:: Text excerpt

BRIEF DESCRIPTION OF THE DRAWINGS
FIGS. 1 and 2 of the drawings show two views of an insulation
device of the present invention,
FIG. 1 being a perspective view showing the device ready for
installation and
FIG. 2 being an end view showing only the serpentine blanket
structure.
DETAILED DESCRIPTION OF THE INVENTION
The invention herein will be most readily understood by reference
to the drawings. FIG. 1 shows a single block or module 2 of the
present invention in the form in which it is normally shipped and
handled for installation. The block 2 as shown is composed of two
fibrous insulating blankets 4 and 6. (for ease of reference herein
these will be designated as the "hot face layer" 4 and "cold face
layer" 6.) Secured to the outer surface of cold face layer 6 is
attachment means 8. For the purposes of the present invention, it
is necessary only to state that the attachment means 8 is secured
to the cold face layer 6 by means of a bar 10 which is embedded in
an inner fold 12 of the cold face layer blanket and is attached to
the attaching means 8 by a connector 14 which is folded over into
tabs 16 which contact attachment means 8 through slots 18. Normally
in the modular blocks 2 of this type there are at least two such
means of attachment of the cold face layer 6 to the attachment
means 8; in FIG. 1 a second attachment means is indicated by the
reference numerals 16' and 18'. It will also be noted that
additional slots 18" are provided in attachment means 8 for the use
of more securing devices if desired. The attachment means 8 is in
the form of a C-shaped channel and is mounted to a furnace wall by
first placing a flanged mounting clip (not shown) against the
furnace wall and then sliding the C-shaped attachment means 8 over
the clip so that the flanges 20 of attachment means 8 engage the
flanges of the mounting clip.
The thermal insulation layer structure is composed of a series of
serpentine folds in both layers 4 and 6. Normally such serpentine
folded blankets are formed mechanically from a continuous strip of
fiber blanket of the desired width. A suitable machine for
constructing such folds is described in copending U.S. patent
application Ser. No. 921,682 to R. N. Cunningham and D. D. Smith,
now U.S. Pat. No. 4,218,962. An individual unit or block 2 may
contain as many folds in each layer as desired, but it is common to
have approximately seven or eight folds when 1 inch (2.5 cm)

::::

What is asked ->
Answer these questions about the insulation patent excerpt above.
(a) What kind of view is FIG. 2, and what does it show?
(b) In what form is attachment means 8?
(c) What U.S. patent number did the copending application Ser. No. 921,682 become?

:: Material shown

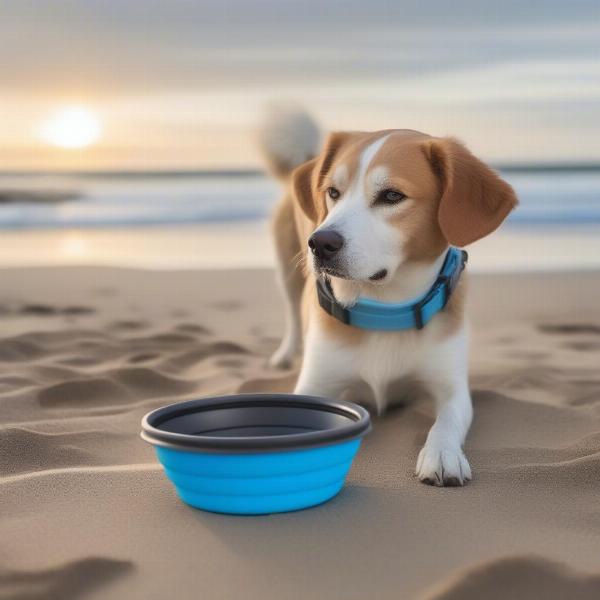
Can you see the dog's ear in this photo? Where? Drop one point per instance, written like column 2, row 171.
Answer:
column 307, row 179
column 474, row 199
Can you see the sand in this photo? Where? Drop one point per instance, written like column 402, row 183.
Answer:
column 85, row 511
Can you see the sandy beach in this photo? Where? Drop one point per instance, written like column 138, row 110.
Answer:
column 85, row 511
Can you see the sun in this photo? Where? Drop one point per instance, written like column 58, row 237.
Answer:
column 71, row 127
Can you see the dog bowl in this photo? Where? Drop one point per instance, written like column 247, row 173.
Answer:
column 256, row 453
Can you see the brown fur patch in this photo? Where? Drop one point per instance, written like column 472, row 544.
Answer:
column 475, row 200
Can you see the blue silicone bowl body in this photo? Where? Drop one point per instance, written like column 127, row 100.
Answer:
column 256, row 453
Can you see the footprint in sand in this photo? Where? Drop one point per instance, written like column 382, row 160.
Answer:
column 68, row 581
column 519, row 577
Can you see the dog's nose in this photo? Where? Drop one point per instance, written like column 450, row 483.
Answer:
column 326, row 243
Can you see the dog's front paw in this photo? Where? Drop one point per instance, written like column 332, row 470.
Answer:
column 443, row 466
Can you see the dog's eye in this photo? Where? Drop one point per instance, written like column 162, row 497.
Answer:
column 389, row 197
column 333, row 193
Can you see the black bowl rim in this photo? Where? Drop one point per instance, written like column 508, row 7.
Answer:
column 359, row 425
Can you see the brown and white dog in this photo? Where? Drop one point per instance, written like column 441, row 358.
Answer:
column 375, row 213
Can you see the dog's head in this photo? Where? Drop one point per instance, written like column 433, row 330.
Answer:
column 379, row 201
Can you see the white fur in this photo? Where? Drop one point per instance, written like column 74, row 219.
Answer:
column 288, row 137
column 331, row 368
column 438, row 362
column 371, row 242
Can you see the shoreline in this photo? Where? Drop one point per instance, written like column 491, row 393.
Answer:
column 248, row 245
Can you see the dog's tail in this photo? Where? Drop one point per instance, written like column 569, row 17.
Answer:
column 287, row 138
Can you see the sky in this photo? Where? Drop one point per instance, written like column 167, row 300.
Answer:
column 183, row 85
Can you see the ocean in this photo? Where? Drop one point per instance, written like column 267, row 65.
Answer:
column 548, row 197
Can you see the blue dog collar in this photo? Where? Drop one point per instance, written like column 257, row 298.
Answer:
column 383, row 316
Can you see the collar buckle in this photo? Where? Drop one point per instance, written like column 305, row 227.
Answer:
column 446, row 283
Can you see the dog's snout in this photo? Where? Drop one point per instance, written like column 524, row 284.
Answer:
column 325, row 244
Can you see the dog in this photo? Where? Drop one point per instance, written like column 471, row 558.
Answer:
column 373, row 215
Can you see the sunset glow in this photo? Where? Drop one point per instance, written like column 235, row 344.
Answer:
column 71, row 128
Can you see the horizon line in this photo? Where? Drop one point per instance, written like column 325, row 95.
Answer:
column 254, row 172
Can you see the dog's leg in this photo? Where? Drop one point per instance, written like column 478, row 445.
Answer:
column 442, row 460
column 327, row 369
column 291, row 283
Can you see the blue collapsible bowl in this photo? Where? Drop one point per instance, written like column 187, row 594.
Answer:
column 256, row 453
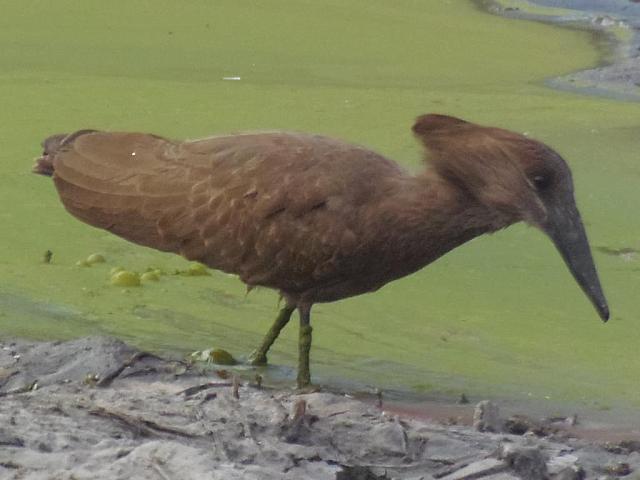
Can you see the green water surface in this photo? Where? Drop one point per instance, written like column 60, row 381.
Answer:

::::

Expected answer ->
(a) An end view showing only the serpentine blanket structure.
(b) A C-shaped channel.
(c) U.S. Pat. No. 4,218,962.